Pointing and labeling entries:
=======

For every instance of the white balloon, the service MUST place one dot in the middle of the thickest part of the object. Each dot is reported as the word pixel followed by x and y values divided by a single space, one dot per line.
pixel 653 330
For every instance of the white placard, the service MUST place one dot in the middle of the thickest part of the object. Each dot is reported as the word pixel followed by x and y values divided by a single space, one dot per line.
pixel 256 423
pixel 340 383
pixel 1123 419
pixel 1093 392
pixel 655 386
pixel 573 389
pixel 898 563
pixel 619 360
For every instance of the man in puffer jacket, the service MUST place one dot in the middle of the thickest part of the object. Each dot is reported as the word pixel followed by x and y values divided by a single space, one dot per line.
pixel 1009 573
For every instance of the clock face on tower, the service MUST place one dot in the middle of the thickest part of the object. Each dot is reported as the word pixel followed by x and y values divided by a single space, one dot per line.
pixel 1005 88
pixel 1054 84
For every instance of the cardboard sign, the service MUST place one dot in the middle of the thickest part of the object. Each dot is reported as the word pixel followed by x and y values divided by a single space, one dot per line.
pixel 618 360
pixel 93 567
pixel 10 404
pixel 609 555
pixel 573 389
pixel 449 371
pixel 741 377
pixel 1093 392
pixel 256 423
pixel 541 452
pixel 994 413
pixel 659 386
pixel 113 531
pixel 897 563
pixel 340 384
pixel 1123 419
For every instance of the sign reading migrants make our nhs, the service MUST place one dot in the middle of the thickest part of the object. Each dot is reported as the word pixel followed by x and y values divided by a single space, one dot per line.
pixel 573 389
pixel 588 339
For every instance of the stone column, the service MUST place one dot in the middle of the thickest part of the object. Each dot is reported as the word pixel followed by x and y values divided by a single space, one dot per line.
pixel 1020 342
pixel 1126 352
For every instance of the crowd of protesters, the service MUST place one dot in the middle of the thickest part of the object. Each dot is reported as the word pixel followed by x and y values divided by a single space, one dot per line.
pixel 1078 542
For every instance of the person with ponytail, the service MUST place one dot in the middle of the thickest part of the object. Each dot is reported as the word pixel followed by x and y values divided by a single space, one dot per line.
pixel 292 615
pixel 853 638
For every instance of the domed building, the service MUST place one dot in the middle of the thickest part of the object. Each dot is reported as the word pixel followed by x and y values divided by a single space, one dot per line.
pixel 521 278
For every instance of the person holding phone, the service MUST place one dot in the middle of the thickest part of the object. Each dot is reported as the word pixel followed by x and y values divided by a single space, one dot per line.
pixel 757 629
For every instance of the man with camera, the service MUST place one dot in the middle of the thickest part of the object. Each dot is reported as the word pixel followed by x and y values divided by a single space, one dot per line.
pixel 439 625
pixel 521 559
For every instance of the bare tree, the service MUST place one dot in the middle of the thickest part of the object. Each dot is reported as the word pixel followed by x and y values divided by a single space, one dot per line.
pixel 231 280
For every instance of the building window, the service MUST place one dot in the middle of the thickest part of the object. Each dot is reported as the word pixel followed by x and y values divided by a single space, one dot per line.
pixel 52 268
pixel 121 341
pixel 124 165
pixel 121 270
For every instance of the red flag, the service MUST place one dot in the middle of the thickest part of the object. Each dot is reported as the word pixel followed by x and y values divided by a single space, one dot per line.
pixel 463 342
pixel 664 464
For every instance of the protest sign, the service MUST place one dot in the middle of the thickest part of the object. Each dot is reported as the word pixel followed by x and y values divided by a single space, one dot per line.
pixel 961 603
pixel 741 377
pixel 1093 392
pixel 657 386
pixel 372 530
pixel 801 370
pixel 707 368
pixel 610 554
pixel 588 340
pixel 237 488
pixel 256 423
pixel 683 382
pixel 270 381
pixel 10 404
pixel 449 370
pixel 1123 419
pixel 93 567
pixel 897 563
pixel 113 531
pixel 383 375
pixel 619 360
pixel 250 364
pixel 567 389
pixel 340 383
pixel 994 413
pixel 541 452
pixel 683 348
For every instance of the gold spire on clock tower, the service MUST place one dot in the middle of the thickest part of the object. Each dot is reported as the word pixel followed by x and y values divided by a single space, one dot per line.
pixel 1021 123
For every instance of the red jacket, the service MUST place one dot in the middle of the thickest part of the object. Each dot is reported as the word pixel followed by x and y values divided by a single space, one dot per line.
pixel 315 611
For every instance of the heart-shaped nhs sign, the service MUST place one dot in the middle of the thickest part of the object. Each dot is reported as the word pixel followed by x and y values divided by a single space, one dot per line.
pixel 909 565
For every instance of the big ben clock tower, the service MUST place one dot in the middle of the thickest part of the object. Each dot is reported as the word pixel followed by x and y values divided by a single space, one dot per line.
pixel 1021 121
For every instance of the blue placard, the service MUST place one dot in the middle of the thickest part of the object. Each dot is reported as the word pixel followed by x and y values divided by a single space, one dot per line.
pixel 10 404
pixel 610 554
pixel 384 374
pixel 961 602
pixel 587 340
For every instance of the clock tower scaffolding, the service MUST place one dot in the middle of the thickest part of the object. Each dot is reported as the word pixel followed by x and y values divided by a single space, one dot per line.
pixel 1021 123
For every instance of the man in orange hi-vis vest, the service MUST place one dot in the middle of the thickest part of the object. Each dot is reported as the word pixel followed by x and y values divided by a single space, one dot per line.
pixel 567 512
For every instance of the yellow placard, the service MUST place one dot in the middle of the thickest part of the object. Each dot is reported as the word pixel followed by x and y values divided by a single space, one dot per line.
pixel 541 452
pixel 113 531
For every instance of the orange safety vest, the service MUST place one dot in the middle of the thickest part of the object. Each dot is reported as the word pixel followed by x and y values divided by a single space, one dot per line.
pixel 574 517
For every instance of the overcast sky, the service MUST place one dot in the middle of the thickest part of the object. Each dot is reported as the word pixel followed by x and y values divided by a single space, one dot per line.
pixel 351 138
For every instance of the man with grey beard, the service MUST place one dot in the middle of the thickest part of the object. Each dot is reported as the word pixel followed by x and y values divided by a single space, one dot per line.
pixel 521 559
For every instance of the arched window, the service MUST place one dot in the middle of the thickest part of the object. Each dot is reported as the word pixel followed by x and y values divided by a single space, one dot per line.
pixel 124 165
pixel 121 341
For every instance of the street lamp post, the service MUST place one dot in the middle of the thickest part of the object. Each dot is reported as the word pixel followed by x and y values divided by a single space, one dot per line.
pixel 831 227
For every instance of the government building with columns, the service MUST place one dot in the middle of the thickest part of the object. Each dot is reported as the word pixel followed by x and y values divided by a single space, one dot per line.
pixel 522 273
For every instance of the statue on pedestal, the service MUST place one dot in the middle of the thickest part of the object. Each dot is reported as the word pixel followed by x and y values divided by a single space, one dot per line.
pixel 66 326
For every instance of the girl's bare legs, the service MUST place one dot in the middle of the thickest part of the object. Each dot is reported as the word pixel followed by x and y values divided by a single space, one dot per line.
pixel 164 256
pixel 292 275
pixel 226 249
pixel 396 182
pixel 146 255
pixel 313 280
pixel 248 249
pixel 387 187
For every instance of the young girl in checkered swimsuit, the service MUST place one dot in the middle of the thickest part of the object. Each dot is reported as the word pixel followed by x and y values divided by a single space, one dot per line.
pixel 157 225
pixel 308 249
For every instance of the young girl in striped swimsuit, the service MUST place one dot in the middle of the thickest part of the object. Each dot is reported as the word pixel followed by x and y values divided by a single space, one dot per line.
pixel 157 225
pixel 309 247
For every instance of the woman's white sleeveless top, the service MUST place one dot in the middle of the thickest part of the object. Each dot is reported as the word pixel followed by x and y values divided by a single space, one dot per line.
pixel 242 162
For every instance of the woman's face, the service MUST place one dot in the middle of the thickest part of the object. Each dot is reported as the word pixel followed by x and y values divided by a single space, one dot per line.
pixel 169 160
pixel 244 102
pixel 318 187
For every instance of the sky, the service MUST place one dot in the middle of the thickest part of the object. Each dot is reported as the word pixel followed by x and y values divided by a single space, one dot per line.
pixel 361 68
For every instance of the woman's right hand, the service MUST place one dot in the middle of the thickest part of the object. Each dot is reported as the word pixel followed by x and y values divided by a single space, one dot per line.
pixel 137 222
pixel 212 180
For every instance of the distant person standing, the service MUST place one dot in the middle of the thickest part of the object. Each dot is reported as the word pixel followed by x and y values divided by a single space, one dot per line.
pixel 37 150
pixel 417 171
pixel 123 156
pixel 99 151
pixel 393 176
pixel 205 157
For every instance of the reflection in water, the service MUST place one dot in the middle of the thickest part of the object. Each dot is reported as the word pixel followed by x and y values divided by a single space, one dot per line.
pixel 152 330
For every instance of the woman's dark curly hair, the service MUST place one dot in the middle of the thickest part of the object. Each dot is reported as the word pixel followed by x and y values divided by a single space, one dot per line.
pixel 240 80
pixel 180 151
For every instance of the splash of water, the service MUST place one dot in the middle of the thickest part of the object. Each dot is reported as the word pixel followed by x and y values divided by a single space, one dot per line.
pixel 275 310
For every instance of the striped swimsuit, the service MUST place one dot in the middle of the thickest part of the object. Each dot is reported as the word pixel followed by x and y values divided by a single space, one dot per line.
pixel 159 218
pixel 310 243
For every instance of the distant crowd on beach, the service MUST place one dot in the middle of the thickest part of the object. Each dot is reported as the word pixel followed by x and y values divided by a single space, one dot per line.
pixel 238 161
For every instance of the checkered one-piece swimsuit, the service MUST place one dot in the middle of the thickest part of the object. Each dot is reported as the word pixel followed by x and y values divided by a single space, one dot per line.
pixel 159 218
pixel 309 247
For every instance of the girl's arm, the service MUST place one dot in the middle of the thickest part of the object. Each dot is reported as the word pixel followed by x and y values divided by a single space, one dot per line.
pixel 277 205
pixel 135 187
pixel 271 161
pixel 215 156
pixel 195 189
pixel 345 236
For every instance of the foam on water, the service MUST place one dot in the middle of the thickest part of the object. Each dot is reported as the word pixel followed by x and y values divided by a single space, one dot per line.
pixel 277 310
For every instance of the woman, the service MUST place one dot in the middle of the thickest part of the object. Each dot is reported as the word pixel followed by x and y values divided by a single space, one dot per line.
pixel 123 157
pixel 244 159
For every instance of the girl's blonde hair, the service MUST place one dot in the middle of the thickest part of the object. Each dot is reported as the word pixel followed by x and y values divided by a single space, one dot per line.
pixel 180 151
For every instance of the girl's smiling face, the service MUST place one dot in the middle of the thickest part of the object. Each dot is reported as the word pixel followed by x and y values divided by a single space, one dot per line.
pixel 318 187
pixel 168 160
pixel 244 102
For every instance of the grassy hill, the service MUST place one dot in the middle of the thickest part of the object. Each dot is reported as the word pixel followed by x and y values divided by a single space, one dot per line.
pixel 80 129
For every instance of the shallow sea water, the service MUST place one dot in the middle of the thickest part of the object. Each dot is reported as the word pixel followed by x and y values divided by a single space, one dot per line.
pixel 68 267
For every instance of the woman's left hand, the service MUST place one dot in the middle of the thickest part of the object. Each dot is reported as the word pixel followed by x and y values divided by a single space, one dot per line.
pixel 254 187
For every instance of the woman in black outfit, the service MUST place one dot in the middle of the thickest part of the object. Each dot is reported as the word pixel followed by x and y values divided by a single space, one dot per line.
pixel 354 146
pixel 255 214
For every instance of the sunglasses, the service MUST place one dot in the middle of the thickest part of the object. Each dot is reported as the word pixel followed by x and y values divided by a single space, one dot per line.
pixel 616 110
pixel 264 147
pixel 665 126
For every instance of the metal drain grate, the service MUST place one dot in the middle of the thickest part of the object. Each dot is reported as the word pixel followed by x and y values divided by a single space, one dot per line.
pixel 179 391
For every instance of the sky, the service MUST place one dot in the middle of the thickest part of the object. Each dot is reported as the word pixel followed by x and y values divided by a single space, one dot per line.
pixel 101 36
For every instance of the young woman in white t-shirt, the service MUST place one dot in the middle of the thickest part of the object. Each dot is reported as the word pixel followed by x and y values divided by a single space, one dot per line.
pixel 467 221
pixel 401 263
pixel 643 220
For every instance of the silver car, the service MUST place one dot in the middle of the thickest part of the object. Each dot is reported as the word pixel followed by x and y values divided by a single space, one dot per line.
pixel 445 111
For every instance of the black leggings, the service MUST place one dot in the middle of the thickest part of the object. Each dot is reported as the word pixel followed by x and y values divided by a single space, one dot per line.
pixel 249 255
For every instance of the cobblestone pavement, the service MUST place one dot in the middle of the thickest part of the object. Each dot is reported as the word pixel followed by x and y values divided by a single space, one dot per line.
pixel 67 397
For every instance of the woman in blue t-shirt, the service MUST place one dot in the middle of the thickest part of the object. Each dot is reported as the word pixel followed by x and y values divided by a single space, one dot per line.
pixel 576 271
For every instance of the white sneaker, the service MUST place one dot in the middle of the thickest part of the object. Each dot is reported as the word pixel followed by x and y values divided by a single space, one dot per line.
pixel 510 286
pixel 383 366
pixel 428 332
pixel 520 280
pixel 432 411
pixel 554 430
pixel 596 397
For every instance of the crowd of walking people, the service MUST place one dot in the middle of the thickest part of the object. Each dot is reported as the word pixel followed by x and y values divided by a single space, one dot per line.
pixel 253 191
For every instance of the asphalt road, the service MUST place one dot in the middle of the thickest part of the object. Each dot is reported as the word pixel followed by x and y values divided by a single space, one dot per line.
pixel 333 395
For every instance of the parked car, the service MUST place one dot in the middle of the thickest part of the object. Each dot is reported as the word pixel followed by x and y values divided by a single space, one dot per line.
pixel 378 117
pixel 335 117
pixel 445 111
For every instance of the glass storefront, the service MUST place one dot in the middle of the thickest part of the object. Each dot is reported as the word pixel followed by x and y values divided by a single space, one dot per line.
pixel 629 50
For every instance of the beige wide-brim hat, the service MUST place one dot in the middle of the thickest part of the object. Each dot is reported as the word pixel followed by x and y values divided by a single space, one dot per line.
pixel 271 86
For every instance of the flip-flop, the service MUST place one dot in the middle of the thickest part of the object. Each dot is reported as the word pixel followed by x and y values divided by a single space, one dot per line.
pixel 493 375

=======

### DO THIS:
Starting at the line that has "For every instance of the man in puffer" and stopping after the line that has "pixel 1009 573", write those lines of data out again with "puffer jacket" swapped for "padded coat". Leave everything else as it is.

### WORKED ANSWER:
For every instance of the man in padded coat, the service MUST place one dot in the middle of the thickest part of the object. Each dot is reported as the word pixel followed by x and y values divided by a single space, one dot per line.
pixel 1009 573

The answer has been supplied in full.